* Problem requirements *
Images are to be excluded, and the rest of the data repeated exactly.

* Dataset content *
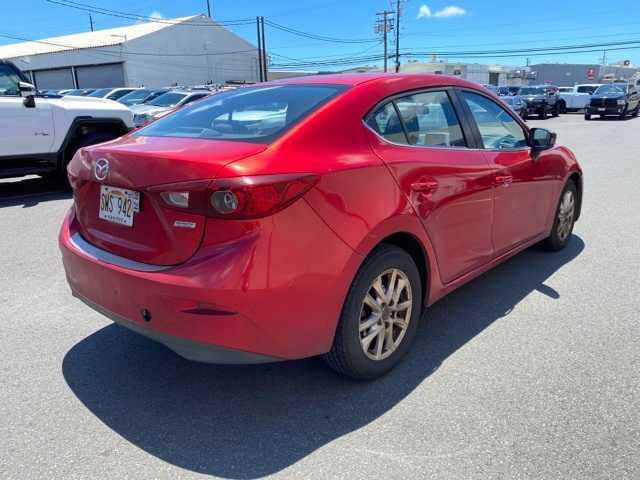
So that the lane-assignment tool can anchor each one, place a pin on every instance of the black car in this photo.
(541, 100)
(616, 99)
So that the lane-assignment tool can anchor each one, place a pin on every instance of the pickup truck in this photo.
(577, 97)
(39, 134)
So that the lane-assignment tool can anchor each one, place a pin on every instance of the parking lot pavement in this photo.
(531, 371)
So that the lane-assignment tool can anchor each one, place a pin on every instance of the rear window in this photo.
(248, 114)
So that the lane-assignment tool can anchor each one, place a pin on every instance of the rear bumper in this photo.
(263, 297)
(189, 349)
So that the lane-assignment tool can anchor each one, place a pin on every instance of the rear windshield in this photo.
(248, 114)
(100, 93)
(532, 91)
(169, 99)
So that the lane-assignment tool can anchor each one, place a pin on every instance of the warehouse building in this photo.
(475, 72)
(183, 51)
(569, 74)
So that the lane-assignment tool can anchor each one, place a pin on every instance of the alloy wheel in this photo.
(385, 314)
(565, 215)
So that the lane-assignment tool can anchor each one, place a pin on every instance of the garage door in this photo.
(50, 79)
(100, 76)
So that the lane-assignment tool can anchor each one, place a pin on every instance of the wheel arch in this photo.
(416, 250)
(576, 178)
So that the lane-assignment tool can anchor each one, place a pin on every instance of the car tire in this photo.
(564, 219)
(363, 350)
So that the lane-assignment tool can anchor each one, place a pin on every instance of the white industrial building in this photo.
(183, 51)
(475, 72)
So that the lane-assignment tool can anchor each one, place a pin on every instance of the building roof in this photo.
(99, 38)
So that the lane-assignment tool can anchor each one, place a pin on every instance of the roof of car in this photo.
(353, 79)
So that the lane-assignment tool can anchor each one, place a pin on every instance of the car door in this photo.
(448, 184)
(523, 185)
(23, 130)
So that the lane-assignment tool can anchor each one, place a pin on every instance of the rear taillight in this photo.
(236, 198)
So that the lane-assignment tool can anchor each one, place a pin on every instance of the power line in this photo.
(134, 16)
(323, 38)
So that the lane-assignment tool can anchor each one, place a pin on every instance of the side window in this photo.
(9, 81)
(386, 123)
(498, 129)
(430, 120)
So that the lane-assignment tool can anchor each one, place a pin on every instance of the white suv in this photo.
(40, 134)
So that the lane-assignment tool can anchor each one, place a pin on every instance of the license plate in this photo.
(118, 205)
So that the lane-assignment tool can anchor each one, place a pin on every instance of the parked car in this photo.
(516, 103)
(326, 233)
(576, 97)
(541, 100)
(615, 99)
(508, 90)
(112, 93)
(164, 104)
(40, 134)
(135, 97)
(80, 92)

* Your response *
So that the lane-assignment tool can anchor each one, place a pin on every instance of the black car in this photo.
(541, 100)
(616, 99)
So that the lane-assignment tool can anchor each one, place a pin on every instance of the pickup truck in this photo.
(577, 97)
(39, 134)
So that the lane-assignment tool can anchor each one, place a pin on every instance of the parking lot pavement in this photo.
(531, 371)
So that the lane-assignment tool can anchor each one, place a pin on every instance of the rear window in this photo.
(248, 114)
So that the lane-assignment tool can anchor each one, place a pin on every instance of the rear bumper in this photo.
(263, 297)
(189, 349)
So that the lane-assignment tool can anchor each one, place a pin on every instance of the rear windshield in this photo.
(248, 114)
(100, 93)
(532, 91)
(169, 99)
So that the lane-assignment tool can anchor each one, place a pin on every instance of the warehouse building in this photo.
(475, 72)
(183, 51)
(569, 74)
So that the lane-assignment tool can anchor each one, place a pin on every instance of the alloy wheel in this photo.
(385, 314)
(565, 215)
So that the lane-assignment tool can anchor each one, place a pin on every instance of the garage door in this photo.
(50, 79)
(100, 76)
So that the lane-assignment tool can anchor each one, place a pin on every instance of the wheel arch in this photo.
(416, 250)
(576, 178)
So that the lane-assignment tool can anchor each one, place a pin on every instance of the car tire in this photo.
(564, 219)
(363, 350)
So that the lane-assignment tool can anchor each one, place a pin on every instance of the white industrial building in this photo.
(183, 51)
(475, 72)
So that the lane-assignment tool can anchor each one, place a pin on every instance of the building roof in this photo.
(99, 38)
So that the lane-assignment tool can anchor each one, place a pin on every instance of the roof of car in this photo.
(353, 79)
So that the lane-assignment tool can anchor each one, place a pin on every instance of the car door in this photo.
(448, 184)
(523, 185)
(23, 130)
So that the lane-assignment tool can anchor each one, place a pin on every instance of the rear taillight in this photo.
(236, 198)
So that the lane-assignment tool can anchor each one, place a pin on every instance of the power line in this photo.
(134, 16)
(323, 38)
So that the lane-assignment tool can anchor each one, place a pin on every instance of the side window in this photo.
(9, 81)
(386, 123)
(498, 129)
(430, 120)
So that the lane-assignment tool can anchor each one, place a pin on every instance of the white suv in this photo.
(40, 134)
So that the lane-assignment tool can anchor each one, place a pin on every instance of the license plate in this photo.
(118, 205)
So that the lane-assignment tool can anchor each one, place a pin on every instance of the parked car in this photo.
(516, 103)
(326, 233)
(576, 97)
(541, 100)
(615, 99)
(508, 90)
(112, 93)
(164, 104)
(40, 134)
(135, 97)
(80, 92)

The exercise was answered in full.